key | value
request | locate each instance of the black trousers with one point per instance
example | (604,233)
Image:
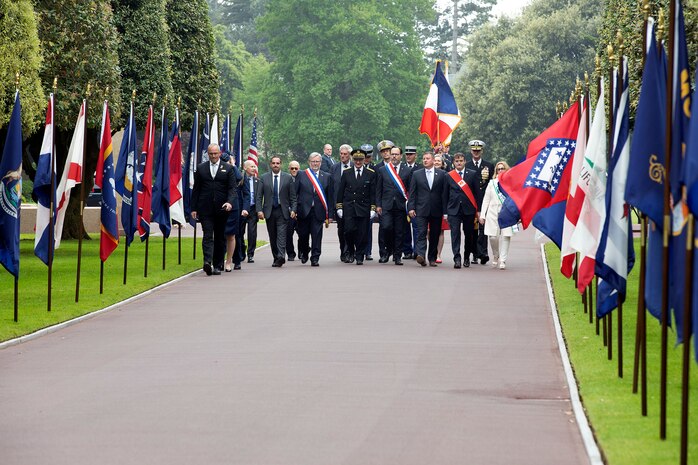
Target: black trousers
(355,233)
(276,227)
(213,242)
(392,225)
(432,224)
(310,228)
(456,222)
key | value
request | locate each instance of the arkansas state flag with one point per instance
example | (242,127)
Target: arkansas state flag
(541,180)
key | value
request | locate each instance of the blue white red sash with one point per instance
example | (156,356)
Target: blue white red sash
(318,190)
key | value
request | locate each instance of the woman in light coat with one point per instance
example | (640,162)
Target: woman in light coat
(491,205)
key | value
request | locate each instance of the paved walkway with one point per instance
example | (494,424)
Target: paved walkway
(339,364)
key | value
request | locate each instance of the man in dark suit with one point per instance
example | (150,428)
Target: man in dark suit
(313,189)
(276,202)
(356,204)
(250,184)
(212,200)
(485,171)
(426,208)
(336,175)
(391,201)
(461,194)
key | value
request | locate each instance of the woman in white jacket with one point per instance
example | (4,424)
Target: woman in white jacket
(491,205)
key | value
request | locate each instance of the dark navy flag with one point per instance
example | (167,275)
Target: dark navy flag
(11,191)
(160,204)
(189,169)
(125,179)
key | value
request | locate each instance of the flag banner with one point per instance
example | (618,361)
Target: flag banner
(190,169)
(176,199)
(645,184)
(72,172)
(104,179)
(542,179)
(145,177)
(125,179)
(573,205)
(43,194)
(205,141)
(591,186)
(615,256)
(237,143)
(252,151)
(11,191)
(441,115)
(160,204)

• • • • • • •

• [Activity]: Restate word for word the lines of the data above, starting at the line containing "example | (640,162)" and ending at the line containing "example | (618,361)", both included, and nothing more.

• [Response below]:
example | (640,162)
Target: woman in light coat
(491,205)
key | value
request | locate each instance of the paved walkway with one point per instance
example | (494,424)
Target: paved walkway
(339,364)
key | value
request | locate each instance of the man in dark suit with one point per instance
example | (150,428)
Target: man in dark suit
(313,189)
(276,202)
(356,204)
(250,184)
(212,200)
(485,171)
(426,208)
(336,175)
(391,201)
(461,194)
key | value
request | locate each instance of the woman in white jacket with one point per instance
example | (4,424)
Target: woman in white jacket
(491,205)
key | value
request | locate each instance of the dark navy flag with one point per instance
example | (167,275)
Target: dark navy flag
(11,191)
(160,204)
(189,169)
(125,179)
key | value
request | locate each instance of the flag banner with one point per instance
example | (618,361)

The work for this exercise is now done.